[Data to use — start]

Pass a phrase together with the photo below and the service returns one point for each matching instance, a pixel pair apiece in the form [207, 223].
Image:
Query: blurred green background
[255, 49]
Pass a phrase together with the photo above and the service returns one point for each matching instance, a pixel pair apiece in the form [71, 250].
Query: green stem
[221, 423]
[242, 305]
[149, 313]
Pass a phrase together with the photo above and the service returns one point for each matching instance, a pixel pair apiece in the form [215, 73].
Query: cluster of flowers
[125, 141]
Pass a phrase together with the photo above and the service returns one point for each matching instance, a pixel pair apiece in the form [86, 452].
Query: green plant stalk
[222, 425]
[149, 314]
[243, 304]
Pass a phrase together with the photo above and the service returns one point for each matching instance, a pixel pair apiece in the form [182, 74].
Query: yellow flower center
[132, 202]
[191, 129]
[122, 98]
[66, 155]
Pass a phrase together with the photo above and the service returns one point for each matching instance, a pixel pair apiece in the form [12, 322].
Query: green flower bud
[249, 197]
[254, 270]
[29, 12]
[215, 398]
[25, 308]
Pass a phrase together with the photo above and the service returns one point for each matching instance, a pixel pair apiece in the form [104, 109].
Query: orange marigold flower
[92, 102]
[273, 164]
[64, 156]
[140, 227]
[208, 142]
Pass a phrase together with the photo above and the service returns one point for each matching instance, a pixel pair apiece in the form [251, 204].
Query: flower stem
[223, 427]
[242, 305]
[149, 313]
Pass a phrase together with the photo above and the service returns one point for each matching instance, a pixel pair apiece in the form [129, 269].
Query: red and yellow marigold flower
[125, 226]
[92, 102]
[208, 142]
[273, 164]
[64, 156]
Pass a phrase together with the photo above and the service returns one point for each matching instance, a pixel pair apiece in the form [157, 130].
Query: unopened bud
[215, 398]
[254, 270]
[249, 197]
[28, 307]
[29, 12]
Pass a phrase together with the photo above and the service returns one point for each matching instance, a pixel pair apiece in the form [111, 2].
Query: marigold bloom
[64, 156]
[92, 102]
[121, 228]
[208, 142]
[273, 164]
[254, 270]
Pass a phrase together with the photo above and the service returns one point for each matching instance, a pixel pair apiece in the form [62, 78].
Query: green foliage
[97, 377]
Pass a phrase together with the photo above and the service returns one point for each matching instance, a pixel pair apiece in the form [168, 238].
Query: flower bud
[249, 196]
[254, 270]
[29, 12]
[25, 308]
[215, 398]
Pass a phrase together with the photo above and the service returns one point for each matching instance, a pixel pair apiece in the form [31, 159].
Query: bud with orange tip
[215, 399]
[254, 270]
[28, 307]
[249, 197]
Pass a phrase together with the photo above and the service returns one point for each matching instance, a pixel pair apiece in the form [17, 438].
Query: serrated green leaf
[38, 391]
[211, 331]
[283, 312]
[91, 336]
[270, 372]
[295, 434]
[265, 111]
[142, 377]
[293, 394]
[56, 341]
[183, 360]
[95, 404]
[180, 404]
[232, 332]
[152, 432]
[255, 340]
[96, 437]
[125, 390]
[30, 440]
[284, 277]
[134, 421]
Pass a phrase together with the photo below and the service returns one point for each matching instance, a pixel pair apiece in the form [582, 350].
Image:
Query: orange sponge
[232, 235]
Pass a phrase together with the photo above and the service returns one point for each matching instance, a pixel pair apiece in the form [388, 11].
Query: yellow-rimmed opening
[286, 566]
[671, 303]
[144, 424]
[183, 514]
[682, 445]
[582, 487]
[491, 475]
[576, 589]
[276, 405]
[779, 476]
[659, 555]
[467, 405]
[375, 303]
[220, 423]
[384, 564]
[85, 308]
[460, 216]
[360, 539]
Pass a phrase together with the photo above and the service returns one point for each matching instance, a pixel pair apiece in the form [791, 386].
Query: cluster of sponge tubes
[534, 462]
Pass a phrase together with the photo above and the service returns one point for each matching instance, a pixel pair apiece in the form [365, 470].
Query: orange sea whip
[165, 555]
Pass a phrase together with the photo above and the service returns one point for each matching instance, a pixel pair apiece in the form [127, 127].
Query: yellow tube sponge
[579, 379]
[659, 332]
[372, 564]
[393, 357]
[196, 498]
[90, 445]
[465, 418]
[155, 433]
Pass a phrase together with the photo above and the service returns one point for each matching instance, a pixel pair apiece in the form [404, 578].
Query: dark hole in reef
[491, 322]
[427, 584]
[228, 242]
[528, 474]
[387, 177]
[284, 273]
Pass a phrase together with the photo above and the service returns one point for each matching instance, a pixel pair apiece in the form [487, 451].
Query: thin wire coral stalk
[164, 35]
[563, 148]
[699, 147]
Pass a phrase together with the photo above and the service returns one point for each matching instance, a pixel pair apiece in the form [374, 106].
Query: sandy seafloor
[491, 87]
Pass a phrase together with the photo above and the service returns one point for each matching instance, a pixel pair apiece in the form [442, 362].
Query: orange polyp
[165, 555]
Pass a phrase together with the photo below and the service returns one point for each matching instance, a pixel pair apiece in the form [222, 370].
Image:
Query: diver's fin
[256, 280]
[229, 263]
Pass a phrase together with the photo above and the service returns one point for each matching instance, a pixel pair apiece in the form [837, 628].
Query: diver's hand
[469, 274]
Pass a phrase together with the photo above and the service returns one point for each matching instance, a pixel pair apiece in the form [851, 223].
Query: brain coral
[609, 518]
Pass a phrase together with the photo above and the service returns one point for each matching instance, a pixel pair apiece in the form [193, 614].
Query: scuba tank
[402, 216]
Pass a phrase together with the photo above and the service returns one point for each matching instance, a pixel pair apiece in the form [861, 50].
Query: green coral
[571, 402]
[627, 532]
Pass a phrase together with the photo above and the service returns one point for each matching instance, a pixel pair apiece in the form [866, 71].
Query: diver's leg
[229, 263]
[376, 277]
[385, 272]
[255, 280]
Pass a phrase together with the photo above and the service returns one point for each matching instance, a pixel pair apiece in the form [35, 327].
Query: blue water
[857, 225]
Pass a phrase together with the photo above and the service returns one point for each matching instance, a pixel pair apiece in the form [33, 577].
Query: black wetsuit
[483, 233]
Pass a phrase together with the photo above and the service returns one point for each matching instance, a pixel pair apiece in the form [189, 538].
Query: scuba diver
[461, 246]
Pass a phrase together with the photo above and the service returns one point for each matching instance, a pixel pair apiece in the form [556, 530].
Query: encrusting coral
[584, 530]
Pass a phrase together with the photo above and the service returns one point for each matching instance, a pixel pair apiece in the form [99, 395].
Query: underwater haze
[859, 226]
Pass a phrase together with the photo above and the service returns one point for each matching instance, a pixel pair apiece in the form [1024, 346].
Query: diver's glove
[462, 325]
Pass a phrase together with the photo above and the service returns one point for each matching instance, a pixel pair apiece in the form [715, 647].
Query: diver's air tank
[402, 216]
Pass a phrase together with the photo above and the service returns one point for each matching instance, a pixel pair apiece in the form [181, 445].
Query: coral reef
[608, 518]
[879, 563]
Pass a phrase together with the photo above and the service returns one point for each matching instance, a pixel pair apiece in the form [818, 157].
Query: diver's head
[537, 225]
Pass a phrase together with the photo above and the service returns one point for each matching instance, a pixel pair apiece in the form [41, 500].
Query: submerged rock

[Data to use — finish]

• [What to do]
Your answer should be the whole listing above, repeated exactly as it appears.

• [Your solution]
Pass a phrase together with the photo below and the service returns one point for each matching instance, a pixel pair apiece in the form [207, 223].
Image:
Query: blurred green background
[255, 49]
Pass a phrase together with the photo above and the service returns one point for each matching instance, a pixel pair apiece in the form [71, 250].
Query: green stem
[221, 423]
[242, 305]
[149, 313]
Pass a phrase together with the photo above and the service returns one point for each matching instance, a pixel pair apiece in the form [215, 73].
Query: cluster of flowers
[125, 141]
Pass a phrase together with the photo above and the service returns one point for each matching instance, a pixel pair apiece in the form [86, 452].
Query: green plant stalk
[222, 425]
[149, 314]
[243, 304]
Pass a phrase together with the photo above and the service returns one point for each matching instance, a pixel pair apiece in the form [182, 74].
Query: yellow flower center
[132, 202]
[191, 129]
[122, 98]
[66, 155]
Pass a phrase together with the photo above and the service returns one point for each matching instance, a pixel pair apiece in the form [12, 322].
Query: green flower bud
[249, 197]
[254, 270]
[29, 12]
[215, 398]
[25, 308]
Pass a phrase together with the photo above and the service returns one point for each matching instance, a pixel pair apiece in the form [104, 109].
Query: orange marigold flower
[92, 102]
[273, 164]
[64, 156]
[140, 227]
[208, 142]
Pass a phrase together with the photo above and the service returns one point for each matching instance, a pixel pair apiece in the form [251, 204].
Query: flower stem
[223, 427]
[242, 305]
[149, 313]
Pass a phrase together with the photo above and the service returns one point for each matching instance, a pixel pair apiece in the form [129, 269].
Query: red and yellow marigold flower
[125, 226]
[92, 102]
[208, 142]
[273, 164]
[64, 156]
Pass a phrase together with the photo above and the service returns one point for each matching instance, a pixel pair apiece in the form [157, 130].
Query: unopened bud
[215, 398]
[254, 270]
[249, 197]
[28, 307]
[29, 12]
Pass a phrase together with the photo above and the service returns one point for each matching instance, a pixel pair apiece in the form [111, 2].
Query: marigold bloom
[64, 156]
[92, 102]
[121, 228]
[208, 142]
[273, 164]
[254, 270]
Pass a phrase together with the photo above and the service returns one point for each matching instance, a pixel pair apiece in the form [62, 78].
Query: green foliage
[97, 377]
Pass a phrase together with the photo above and the service returns one point for each matching instance, a pixel pair apiece in the form [168, 238].
Query: flower bud
[249, 196]
[254, 270]
[29, 12]
[25, 308]
[215, 398]
Pass a phrase together with the photo above and the service returns one point for each matching instance, a pixel pair apiece in the form [31, 159].
Query: bud with orange tip
[215, 399]
[254, 270]
[28, 307]
[249, 197]
Pass a phrase together with the photo above and the service returns one point for each matching instance, a pixel pair apiece in the form [17, 438].
Query: serrated green leaf
[38, 391]
[211, 331]
[283, 312]
[91, 336]
[270, 372]
[295, 434]
[265, 111]
[142, 377]
[293, 394]
[56, 341]
[183, 360]
[95, 404]
[180, 404]
[232, 332]
[152, 432]
[255, 340]
[96, 437]
[125, 390]
[30, 440]
[284, 277]
[134, 421]
Pass a phrase together with the photo below and the service returns one point for each matching instance, a pixel pair apiece in the form [582, 350].
Image:
Query: orange sponge
[232, 235]
Pass a phrase together with the photo above and the service returns one point for each matching instance, a pixel pair apiece in the form [388, 11].
Query: yellow-rimmed opening
[286, 566]
[671, 303]
[144, 424]
[183, 514]
[682, 445]
[582, 487]
[491, 475]
[576, 589]
[276, 405]
[779, 476]
[659, 555]
[467, 405]
[375, 303]
[220, 423]
[384, 564]
[85, 308]
[460, 216]
[360, 539]
Pass a phrase together with the photo above and the service returns one point for each matching instance, a pixel pair apiece in the form [791, 386].
Query: cluster of sponge tubes
[534, 462]
Pass a phrase together with the photo above and the service returns one point for each matching instance, a pixel pair apiece in the form [365, 470].
Query: orange sea whip
[165, 555]
Pass a phrase together with the photo above and the service returns one point for each matching instance, a pixel pair apiece in the form [127, 127].
Query: yellow tube sponge
[579, 379]
[659, 332]
[372, 564]
[393, 357]
[196, 498]
[90, 445]
[465, 418]
[155, 433]
Pass a phrase together with the photo above and the service returns one point for each matching instance, a pixel pair apiece in the form [404, 578].
Query: dark hole in reef
[491, 322]
[427, 584]
[228, 242]
[528, 474]
[387, 177]
[284, 273]
Pass a phrase together with the photo above and the service returns one point for each matching instance, a pixel pair apiece in the form [487, 451].
Query: thin wire coral stalk
[164, 35]
[563, 148]
[699, 147]
Pass a phrase together with the photo above and the service returns one point for each matching instance, a pixel pair apiece in the form [374, 106].
Query: sandy seafloor
[491, 87]
Pass a phrase together with the photo above and the service returns one point for each matching instance, a pixel pair apiece in the form [442, 362].
Query: orange polyp
[165, 555]
Pass a phrase together with the photo below and the service returns one point for each matching instance, a pixel pair apiece in the form [222, 370].
Image:
Query: diver's fin
[256, 280]
[229, 263]
Pass a phrase together with the photo above and the service returns one point for each matching instance, a pixel pair apiece in the form [837, 628].
Query: diver's hand
[469, 274]
Pass a phrase together with the photo above and the service returns one point for each matching instance, a pixel pair apiece in the form [851, 223].
Query: brain coral
[609, 518]
Pass a phrase together with the photo above and the service returns one point for each matching instance, a pixel pair apiece in the form [193, 614].
Query: scuba tank
[402, 216]
Pass a phrase together with the photo above and the service returns one point for each matching instance, a pixel pair apiece in the form [861, 50].
Query: green coral
[571, 402]
[627, 532]
Pass a phrase together with the photo above and the service returns one point for each matching instance, a pixel pair apiece in the form [866, 71].
Query: diver's leg
[229, 263]
[376, 277]
[385, 272]
[255, 280]
Pass a phrase together with the photo above and the service returns one point for each matching instance, a pixel pair apiece in the form [35, 327].
Query: blue water
[857, 225]
Pass a phrase together with the photo above and the service returns one point for each matching instance, a pixel pair apiece in the form [33, 577].
Query: black wetsuit
[483, 233]
Pass a phrase together with the photo above and the service returns one point for each matching instance, a pixel pair apiece in the form [189, 538].
Query: scuba diver
[461, 246]
Pass a phrase together with the photo above and the service returns one point for each matching instance, a pixel pair apiece in the form [556, 530].
Query: encrusting coral
[584, 530]
Pass a phrase together with the photo above and the service returns one point for each matching instance, a pixel pair apiece in the form [99, 395].
Query: underwater haze
[859, 226]
Pass a phrase together with the photo above and the service returns one point for each matching instance, a pixel pair apiece in the form [1024, 346].
Query: diver's glove
[462, 325]
Pass a phrase together with the photo above and the service returns one point for each matching instance, a pixel pair apiece in the form [715, 647].
Query: diver's air tank
[402, 216]
Pass a phrase together with the photo above and the service returns one point for each matching instance, a pixel pair apiece in the form [181, 445].
Query: coral reef
[608, 518]
[879, 563]
Pass a phrase together with the photo above and the service returns one point for each matching instance, a pixel pair apiece in the form [818, 157].
Query: diver's head
[537, 225]
Pass a phrase together with the photo above and the service returns one point for each matching instance, a pixel pair apiece in the form [41, 500].
Query: submerged rock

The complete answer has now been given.